◆ **Task statement**:
Transcribe all of the material exactly.

◆ **Input data**:
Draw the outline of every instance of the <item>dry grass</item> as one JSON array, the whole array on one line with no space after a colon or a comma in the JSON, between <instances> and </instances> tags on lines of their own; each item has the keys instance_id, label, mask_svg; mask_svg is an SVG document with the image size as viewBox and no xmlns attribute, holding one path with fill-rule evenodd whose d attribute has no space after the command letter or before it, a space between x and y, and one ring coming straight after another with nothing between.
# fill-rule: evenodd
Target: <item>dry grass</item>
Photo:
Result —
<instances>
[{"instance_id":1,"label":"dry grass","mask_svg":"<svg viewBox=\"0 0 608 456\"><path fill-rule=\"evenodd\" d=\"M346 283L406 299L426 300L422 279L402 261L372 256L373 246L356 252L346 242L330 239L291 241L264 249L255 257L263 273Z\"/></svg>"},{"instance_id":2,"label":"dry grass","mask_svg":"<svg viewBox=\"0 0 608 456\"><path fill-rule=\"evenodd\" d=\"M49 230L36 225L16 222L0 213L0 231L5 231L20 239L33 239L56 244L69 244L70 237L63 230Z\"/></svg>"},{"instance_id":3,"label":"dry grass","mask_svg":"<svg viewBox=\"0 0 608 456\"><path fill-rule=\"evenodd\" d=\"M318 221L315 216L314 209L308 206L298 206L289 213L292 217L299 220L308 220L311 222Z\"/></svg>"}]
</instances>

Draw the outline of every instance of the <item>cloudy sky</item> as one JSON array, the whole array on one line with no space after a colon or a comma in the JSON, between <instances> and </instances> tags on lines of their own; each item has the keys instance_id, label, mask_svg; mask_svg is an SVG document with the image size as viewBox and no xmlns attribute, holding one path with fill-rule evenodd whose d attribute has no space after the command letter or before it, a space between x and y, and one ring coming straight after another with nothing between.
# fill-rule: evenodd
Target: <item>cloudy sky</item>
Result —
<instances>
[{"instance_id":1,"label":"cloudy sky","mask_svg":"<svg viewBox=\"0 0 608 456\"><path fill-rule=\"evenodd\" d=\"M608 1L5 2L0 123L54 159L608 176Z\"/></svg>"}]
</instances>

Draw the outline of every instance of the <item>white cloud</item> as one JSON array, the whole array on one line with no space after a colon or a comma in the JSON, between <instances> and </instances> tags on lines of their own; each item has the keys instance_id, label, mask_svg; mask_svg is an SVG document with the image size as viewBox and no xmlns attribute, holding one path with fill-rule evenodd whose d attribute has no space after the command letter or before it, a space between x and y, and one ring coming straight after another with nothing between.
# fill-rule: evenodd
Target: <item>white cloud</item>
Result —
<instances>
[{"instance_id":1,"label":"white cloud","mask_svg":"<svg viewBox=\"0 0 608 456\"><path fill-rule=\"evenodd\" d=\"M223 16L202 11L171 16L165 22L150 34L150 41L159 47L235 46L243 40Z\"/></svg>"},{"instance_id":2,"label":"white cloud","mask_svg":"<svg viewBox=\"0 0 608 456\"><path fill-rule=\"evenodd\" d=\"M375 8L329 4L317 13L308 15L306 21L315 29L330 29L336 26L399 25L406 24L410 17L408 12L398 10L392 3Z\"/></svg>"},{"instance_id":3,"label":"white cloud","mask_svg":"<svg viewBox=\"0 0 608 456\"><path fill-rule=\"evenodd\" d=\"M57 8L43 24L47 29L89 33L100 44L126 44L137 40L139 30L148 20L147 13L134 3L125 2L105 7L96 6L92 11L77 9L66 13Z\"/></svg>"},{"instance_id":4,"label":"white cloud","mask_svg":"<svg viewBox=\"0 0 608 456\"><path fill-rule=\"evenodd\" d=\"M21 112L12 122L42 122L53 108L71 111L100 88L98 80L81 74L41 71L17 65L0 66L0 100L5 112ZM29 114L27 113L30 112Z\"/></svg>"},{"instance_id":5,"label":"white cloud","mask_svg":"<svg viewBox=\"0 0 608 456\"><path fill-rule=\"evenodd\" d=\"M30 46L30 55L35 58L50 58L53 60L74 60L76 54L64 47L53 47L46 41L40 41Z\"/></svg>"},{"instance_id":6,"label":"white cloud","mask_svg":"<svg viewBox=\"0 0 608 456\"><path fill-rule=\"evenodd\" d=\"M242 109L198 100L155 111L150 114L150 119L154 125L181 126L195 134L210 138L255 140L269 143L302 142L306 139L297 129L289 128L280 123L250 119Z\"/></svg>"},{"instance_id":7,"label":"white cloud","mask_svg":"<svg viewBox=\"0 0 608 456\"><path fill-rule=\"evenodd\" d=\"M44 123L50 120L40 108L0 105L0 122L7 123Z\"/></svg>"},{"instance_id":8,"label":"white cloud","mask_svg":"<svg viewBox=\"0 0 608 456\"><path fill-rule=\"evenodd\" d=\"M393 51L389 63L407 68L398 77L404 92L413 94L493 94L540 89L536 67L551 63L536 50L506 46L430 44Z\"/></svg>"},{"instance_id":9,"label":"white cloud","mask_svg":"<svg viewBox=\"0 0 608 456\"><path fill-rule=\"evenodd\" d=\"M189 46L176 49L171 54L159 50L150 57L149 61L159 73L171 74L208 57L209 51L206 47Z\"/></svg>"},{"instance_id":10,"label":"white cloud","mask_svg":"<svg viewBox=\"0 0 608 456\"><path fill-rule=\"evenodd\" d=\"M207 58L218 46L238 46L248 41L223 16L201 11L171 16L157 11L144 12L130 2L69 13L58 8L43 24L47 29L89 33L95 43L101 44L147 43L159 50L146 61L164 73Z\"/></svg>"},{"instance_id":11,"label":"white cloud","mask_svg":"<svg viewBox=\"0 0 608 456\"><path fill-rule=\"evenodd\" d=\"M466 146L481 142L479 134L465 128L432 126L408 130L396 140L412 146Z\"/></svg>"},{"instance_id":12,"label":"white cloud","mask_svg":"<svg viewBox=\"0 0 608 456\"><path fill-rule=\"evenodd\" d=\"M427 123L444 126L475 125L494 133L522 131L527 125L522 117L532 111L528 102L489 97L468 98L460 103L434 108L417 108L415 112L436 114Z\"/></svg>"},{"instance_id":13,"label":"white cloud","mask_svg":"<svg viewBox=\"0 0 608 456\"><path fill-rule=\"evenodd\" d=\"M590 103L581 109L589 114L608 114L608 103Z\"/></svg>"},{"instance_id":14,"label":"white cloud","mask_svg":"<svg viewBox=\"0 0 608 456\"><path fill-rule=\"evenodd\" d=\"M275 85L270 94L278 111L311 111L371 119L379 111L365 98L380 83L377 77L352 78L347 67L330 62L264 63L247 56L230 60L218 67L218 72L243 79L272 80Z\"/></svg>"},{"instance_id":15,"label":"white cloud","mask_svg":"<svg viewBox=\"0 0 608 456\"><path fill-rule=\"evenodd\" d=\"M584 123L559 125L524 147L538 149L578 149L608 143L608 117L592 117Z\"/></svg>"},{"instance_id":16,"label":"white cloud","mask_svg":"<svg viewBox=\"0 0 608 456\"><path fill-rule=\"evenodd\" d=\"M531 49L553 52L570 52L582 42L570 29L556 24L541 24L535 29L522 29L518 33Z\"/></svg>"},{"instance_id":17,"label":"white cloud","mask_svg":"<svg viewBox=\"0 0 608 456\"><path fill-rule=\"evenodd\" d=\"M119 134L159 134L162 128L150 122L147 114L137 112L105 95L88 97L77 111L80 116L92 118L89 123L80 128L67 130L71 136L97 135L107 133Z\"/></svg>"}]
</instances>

◆ **The output**:
Draw the outline of every instance of the <item>dry grass</item> as one JSON array, the whole array on one line with no space after a colon or a comma in the JSON, between <instances> and </instances> tags on lines of their own; each item has the keys instance_id, label, mask_svg; mask_svg is an SVG document with the image size as viewBox and no xmlns attribute, holding one path with fill-rule evenodd whose d attribute has no space after the command letter or before it, a space between x and y, and one ring coming straight after another with nothing between.
# fill-rule: evenodd
Target: <item>dry grass</item>
Photo:
Result —
<instances>
[{"instance_id":1,"label":"dry grass","mask_svg":"<svg viewBox=\"0 0 608 456\"><path fill-rule=\"evenodd\" d=\"M346 283L406 299L426 300L422 279L402 261L372 256L373 246L356 252L346 242L330 239L291 241L264 249L255 257L263 273Z\"/></svg>"},{"instance_id":2,"label":"dry grass","mask_svg":"<svg viewBox=\"0 0 608 456\"><path fill-rule=\"evenodd\" d=\"M49 230L36 225L16 222L0 213L0 231L5 231L20 239L33 239L56 244L69 244L70 237L63 230Z\"/></svg>"},{"instance_id":3,"label":"dry grass","mask_svg":"<svg viewBox=\"0 0 608 456\"><path fill-rule=\"evenodd\" d=\"M318 221L315 216L314 209L308 206L298 206L289 213L292 217L299 220L308 220L311 222Z\"/></svg>"}]
</instances>

Draw the outline of every instance of the <item>cloudy sky</item> as one JSON array, the whole array on one line with no space after a colon or a comma in the JSON, between <instances> and </instances> tags on lines of their own; each item has the keys instance_id, label, mask_svg; mask_svg is an SVG document with the image size as viewBox and no xmlns attribute, holding one path with fill-rule evenodd whose d attribute has no space after the command letter or before it, a space between x and y, and one ring coming straight after another with nothing between.
# fill-rule: evenodd
Target: <item>cloudy sky</item>
Result —
<instances>
[{"instance_id":1,"label":"cloudy sky","mask_svg":"<svg viewBox=\"0 0 608 456\"><path fill-rule=\"evenodd\" d=\"M608 1L5 2L0 123L54 159L608 176Z\"/></svg>"}]
</instances>

Draw the outline of every instance of the <item>white cloud</item> as one JSON array, the whole array on one line with no space after a colon or a comma in the JSON, between <instances> and </instances> tags on lines of their own; each item has the keys instance_id, label, mask_svg; mask_svg is an SVG document with the image size as viewBox and no xmlns attribute, holding one path with fill-rule evenodd whose d attribute has no space after the command letter or before it, a space between x and y, and one ring coming straight after another with nothing between.
# fill-rule: evenodd
Target: <item>white cloud</item>
Result —
<instances>
[{"instance_id":1,"label":"white cloud","mask_svg":"<svg viewBox=\"0 0 608 456\"><path fill-rule=\"evenodd\" d=\"M223 16L202 11L171 16L165 22L150 34L150 41L159 47L235 46L243 40Z\"/></svg>"},{"instance_id":2,"label":"white cloud","mask_svg":"<svg viewBox=\"0 0 608 456\"><path fill-rule=\"evenodd\" d=\"M375 8L329 4L317 13L308 15L306 21L315 29L330 29L336 26L399 25L406 24L410 17L408 12L398 10L392 3Z\"/></svg>"},{"instance_id":3,"label":"white cloud","mask_svg":"<svg viewBox=\"0 0 608 456\"><path fill-rule=\"evenodd\" d=\"M57 8L43 24L47 29L89 33L100 44L126 44L137 40L139 30L148 20L147 13L134 3L125 2L105 7L96 6L92 11L77 9L66 13Z\"/></svg>"},{"instance_id":4,"label":"white cloud","mask_svg":"<svg viewBox=\"0 0 608 456\"><path fill-rule=\"evenodd\" d=\"M21 112L12 122L42 122L53 108L71 111L100 88L98 80L81 74L41 71L17 65L0 66L0 100L5 112ZM29 114L27 113L30 112Z\"/></svg>"},{"instance_id":5,"label":"white cloud","mask_svg":"<svg viewBox=\"0 0 608 456\"><path fill-rule=\"evenodd\" d=\"M30 46L30 55L35 58L50 58L53 60L74 60L76 54L64 47L53 47L46 41L40 41Z\"/></svg>"},{"instance_id":6,"label":"white cloud","mask_svg":"<svg viewBox=\"0 0 608 456\"><path fill-rule=\"evenodd\" d=\"M242 109L198 100L155 111L150 114L150 119L154 125L181 126L195 134L210 138L255 140L269 143L302 142L306 139L297 129L289 128L280 123L250 119Z\"/></svg>"},{"instance_id":7,"label":"white cloud","mask_svg":"<svg viewBox=\"0 0 608 456\"><path fill-rule=\"evenodd\" d=\"M44 123L50 120L40 108L0 105L0 122L7 123Z\"/></svg>"},{"instance_id":8,"label":"white cloud","mask_svg":"<svg viewBox=\"0 0 608 456\"><path fill-rule=\"evenodd\" d=\"M393 51L389 63L407 68L398 77L404 92L413 94L493 94L540 89L536 67L551 63L536 50L506 46L430 44Z\"/></svg>"},{"instance_id":9,"label":"white cloud","mask_svg":"<svg viewBox=\"0 0 608 456\"><path fill-rule=\"evenodd\" d=\"M189 46L176 49L171 54L159 50L150 57L149 61L159 73L171 74L208 57L209 51L206 47Z\"/></svg>"},{"instance_id":10,"label":"white cloud","mask_svg":"<svg viewBox=\"0 0 608 456\"><path fill-rule=\"evenodd\" d=\"M207 58L218 46L238 46L248 41L223 16L201 11L171 16L157 11L144 12L130 2L69 13L58 8L43 24L47 29L89 33L95 43L101 44L147 43L159 50L146 61L164 73Z\"/></svg>"},{"instance_id":11,"label":"white cloud","mask_svg":"<svg viewBox=\"0 0 608 456\"><path fill-rule=\"evenodd\" d=\"M466 146L481 142L479 134L465 128L432 126L408 130L396 140L412 146Z\"/></svg>"},{"instance_id":12,"label":"white cloud","mask_svg":"<svg viewBox=\"0 0 608 456\"><path fill-rule=\"evenodd\" d=\"M427 123L444 126L475 125L494 133L522 131L527 125L522 117L532 111L528 102L489 97L468 98L460 103L434 108L417 108L415 112L436 114Z\"/></svg>"},{"instance_id":13,"label":"white cloud","mask_svg":"<svg viewBox=\"0 0 608 456\"><path fill-rule=\"evenodd\" d=\"M590 103L581 109L589 114L608 114L608 103Z\"/></svg>"},{"instance_id":14,"label":"white cloud","mask_svg":"<svg viewBox=\"0 0 608 456\"><path fill-rule=\"evenodd\" d=\"M275 85L270 94L278 111L311 111L371 119L379 111L365 98L380 83L377 77L352 78L347 67L330 62L264 63L247 56L230 60L218 67L218 72L243 79L272 80Z\"/></svg>"},{"instance_id":15,"label":"white cloud","mask_svg":"<svg viewBox=\"0 0 608 456\"><path fill-rule=\"evenodd\" d=\"M584 123L559 125L524 147L538 149L578 149L608 143L608 117L592 117Z\"/></svg>"},{"instance_id":16,"label":"white cloud","mask_svg":"<svg viewBox=\"0 0 608 456\"><path fill-rule=\"evenodd\" d=\"M531 49L553 52L570 52L582 42L570 29L556 24L541 24L535 29L522 29L518 33Z\"/></svg>"},{"instance_id":17,"label":"white cloud","mask_svg":"<svg viewBox=\"0 0 608 456\"><path fill-rule=\"evenodd\" d=\"M119 134L159 134L162 128L150 122L147 114L137 112L105 95L88 97L77 111L80 116L92 118L89 123L80 128L67 130L71 136L97 135L107 133Z\"/></svg>"}]
</instances>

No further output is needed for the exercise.